-- start of Page --
Me and White Supremacy Book Circle

The feature image was borrowed from this online source.

The following is a reflection on the RADIUS Me and White Supremacy book circle and an invitation for white privilege-holding changemakers to join Layla Saad’s journey of dismantling racism from within. Get the book here: Me and White Supremacy: Combat Racism, Change the World, and Become a Good Ancestor by Layla F. Saad.

We’re sitting in complete silence in the Zoom room. Not in the awkward way you might expect while video conferencing, but, rather, taking the time to breathe and connect our minds to the rawest, most open, and engaged parts of ourselves for this week’s discussion. 

What messages were you taught about colour blindness and seeing colour growing up?” a colleague asks the virtual room, reading the first reflective journaling prompt from this week’s chapter. With that, we begin another session of highly personal sharing, listening, and learning as we unpack the many ways white supremacy has shown up during our lives. 

Layla Saad’s Me and White Supremacy is a powerful learning tool and one we unreservedly recommend for other organizations. It’s a workbook and discussion guide aimed at folks who hold white privilege to explore and dismantle the white supremacy at the core of our society, institutions, and—most centrally—ourselves. 

Working through each chapter often feels clumsy, painful, and edgy. Even sharing that RADIUS has this book circle feels weird and overly self-congratulatory. But the work is too important, and this resource is too powerful to not broadcast it as widely as possible.

Social innovation as a field is still woefully monochromatic. Though the book speaks to individuals, not workplaces, the book circle’s conversations sometimes weave into organizational culpability and commitments. However, we’ve found that grounding our commitments in personal reflection made them much deeper than if we had formed them from a best practices perspective or frameworks more familiar to organizational learning. Creating the book circle was, in part, responding to an ongoing call from BIPOC colleagues and community members for RADIUS to do and be better.
-- end of Page --
-- start of Dataset excerpts --
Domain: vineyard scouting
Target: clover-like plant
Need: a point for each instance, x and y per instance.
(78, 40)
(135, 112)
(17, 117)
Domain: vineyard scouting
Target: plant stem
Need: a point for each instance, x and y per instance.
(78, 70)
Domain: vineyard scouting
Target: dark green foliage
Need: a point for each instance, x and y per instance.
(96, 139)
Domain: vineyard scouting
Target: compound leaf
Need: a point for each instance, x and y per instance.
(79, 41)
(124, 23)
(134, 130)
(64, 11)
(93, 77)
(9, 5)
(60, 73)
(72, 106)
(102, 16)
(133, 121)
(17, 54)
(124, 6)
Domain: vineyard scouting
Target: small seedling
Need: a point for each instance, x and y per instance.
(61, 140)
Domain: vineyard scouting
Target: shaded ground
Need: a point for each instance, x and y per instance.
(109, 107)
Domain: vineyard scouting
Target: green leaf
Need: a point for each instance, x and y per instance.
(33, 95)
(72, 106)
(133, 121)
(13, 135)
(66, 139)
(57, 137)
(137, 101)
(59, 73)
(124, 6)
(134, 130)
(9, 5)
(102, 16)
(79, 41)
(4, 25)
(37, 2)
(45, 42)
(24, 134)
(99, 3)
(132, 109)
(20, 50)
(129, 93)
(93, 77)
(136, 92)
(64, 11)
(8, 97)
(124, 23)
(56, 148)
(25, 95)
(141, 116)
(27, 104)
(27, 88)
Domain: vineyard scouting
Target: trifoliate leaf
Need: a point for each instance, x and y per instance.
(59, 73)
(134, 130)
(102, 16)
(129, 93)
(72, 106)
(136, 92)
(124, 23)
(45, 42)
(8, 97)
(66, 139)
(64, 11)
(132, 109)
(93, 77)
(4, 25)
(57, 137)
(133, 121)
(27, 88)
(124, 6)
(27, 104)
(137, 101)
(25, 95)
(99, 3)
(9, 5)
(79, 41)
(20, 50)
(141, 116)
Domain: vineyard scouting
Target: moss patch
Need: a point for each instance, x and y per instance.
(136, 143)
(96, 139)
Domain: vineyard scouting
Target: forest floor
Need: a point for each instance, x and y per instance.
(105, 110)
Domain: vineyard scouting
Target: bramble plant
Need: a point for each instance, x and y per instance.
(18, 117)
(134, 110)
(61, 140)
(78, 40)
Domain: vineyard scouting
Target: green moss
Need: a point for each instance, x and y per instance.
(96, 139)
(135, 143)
-- end of Dataset excerpts --
* [The tasks]
1. Swap "meeting room" in for "Zoom room" in the book circle reflection, giving again the part that opens with the words containing "We’re sitting in" and closes with "this week’s discussion.".
2. Proceed with the reflection on the Me and White Supremacy book circle, continuing from its last sentence.

* [Answers to the tasks]
1.
We’re sitting in complete silence in the meeting room. Not in the awkward way you might expect while video conferencing, but, rather, taking the time to breathe and connect our minds to the rawest, most open, and engaged parts of ourselves for this week’s discussion.

2.
That said,  Me and White Supremacy is not about professional development. It’s not even about personal development in the way many of us are used to. According to Saad, the guided journey is equal parts educating and activating, heartbreaking and heart-expanding, challenging readers in ways we haven’t been challenged before. “There is no social-change fairy,” explains activist Winona LaDuke. “There is only change made by the hands of individuals.”

The companion workbook introduces a new concept in each chapter, explains what it is in strikingly understandable terms, gives examples of how it shows up, and ends with reflective journaling prompts for the book circle to excavate individually and in groups. Some of the chapters were about ideas we’ve heard of or even explored before, like “You and White Privilege,” “You and Stereotypes,” “You and Cultural Appropriation.” Others introduced new ideas and intensely humbling meditations like “You and White Apathy,” “You and White Centering,” “You and Your Friends,” and “You and Your Family.”

In the beginning, there were chapter titles that sparked a quiet sense of dread. The truths threatened to be particularly ugly as we got to the “rotten core of internalized white supremacy,” as Saad puts it in her introduction. But, the book’s process guide, called The Circle Way, provides a container for exploring these topics with vulnerability and peer-to-peer accountability. 

It’s this simple-to-follow discussion framework that makes us want to recommend forming organizational Me and White Supremacy book circles to other social innovation workplaces. As one of our members put it: “The inner work is hard, but organizing it is easy.”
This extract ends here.